# [Request]
Count the lines in the listing below that contain the word "spectator", and reply with only that number.

** START OF Records **

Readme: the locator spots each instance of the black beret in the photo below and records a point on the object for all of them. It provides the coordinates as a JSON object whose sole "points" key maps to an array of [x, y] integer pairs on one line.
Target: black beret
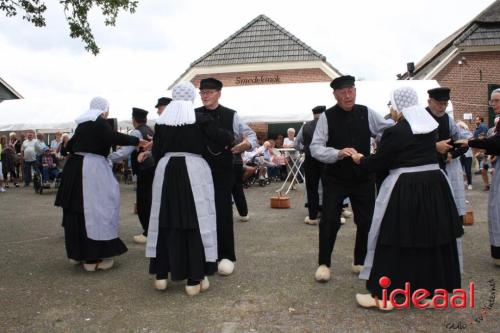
{"points": [[139, 114], [342, 82], [163, 101], [439, 94], [319, 109], [210, 83]]}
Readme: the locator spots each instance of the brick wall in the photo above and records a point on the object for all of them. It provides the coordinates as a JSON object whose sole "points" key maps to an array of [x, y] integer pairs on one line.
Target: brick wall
{"points": [[267, 77], [469, 82]]}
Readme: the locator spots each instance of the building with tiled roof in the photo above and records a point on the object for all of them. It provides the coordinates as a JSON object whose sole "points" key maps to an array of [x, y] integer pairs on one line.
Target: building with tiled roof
{"points": [[262, 52], [468, 62]]}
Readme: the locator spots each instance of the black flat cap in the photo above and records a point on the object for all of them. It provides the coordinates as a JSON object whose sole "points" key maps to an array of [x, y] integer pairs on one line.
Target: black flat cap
{"points": [[139, 114], [439, 94], [319, 109], [210, 83], [163, 101], [342, 82]]}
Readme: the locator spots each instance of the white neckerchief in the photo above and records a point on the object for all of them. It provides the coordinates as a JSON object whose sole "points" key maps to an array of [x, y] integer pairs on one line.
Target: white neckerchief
{"points": [[421, 122]]}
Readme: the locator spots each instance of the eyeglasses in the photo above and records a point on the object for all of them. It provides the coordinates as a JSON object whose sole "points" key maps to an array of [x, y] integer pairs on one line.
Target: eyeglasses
{"points": [[443, 104], [207, 92]]}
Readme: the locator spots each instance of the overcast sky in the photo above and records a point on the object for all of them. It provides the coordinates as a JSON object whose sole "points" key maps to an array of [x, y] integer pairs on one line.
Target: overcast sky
{"points": [[146, 51]]}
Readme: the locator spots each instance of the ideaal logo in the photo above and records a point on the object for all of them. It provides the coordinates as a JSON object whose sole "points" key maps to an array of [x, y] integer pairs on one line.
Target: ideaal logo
{"points": [[480, 315], [459, 298]]}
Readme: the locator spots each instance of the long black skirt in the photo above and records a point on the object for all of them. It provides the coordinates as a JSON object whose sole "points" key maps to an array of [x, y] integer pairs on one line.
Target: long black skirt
{"points": [[179, 249], [417, 240], [81, 248], [70, 198]]}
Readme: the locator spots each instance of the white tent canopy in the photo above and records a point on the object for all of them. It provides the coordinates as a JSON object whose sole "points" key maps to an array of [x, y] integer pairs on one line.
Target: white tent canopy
{"points": [[260, 103]]}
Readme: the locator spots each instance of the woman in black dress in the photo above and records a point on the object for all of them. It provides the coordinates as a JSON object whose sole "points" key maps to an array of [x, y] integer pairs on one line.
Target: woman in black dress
{"points": [[89, 193], [415, 223], [182, 236]]}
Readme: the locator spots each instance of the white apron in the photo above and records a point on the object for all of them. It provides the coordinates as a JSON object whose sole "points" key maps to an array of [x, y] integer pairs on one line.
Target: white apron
{"points": [[101, 198], [381, 203], [202, 187]]}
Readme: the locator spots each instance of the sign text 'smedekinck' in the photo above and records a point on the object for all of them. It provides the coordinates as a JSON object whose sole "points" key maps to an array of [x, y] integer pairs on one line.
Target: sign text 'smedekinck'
{"points": [[257, 80]]}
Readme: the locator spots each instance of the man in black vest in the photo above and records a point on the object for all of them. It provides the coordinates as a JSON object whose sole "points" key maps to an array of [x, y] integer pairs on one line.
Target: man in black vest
{"points": [[448, 156], [312, 167], [144, 170], [341, 131], [220, 160]]}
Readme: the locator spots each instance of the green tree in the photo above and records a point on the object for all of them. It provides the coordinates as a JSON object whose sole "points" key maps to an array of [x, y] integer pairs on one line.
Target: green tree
{"points": [[76, 12]]}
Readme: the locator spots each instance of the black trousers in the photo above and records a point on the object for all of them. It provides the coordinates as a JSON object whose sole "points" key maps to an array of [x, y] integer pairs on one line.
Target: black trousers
{"points": [[362, 197], [467, 165], [224, 209], [238, 194], [313, 169], [144, 195]]}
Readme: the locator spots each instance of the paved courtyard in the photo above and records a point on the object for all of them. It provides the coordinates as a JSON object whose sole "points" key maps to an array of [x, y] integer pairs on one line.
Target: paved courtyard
{"points": [[272, 289]]}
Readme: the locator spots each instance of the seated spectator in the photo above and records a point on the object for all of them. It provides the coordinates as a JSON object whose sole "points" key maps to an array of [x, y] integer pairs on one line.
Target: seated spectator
{"points": [[289, 141], [48, 163]]}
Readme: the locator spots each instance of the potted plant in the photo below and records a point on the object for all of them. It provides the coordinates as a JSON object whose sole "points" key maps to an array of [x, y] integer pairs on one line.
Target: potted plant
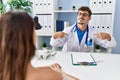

** END OF Records **

# [Output]
2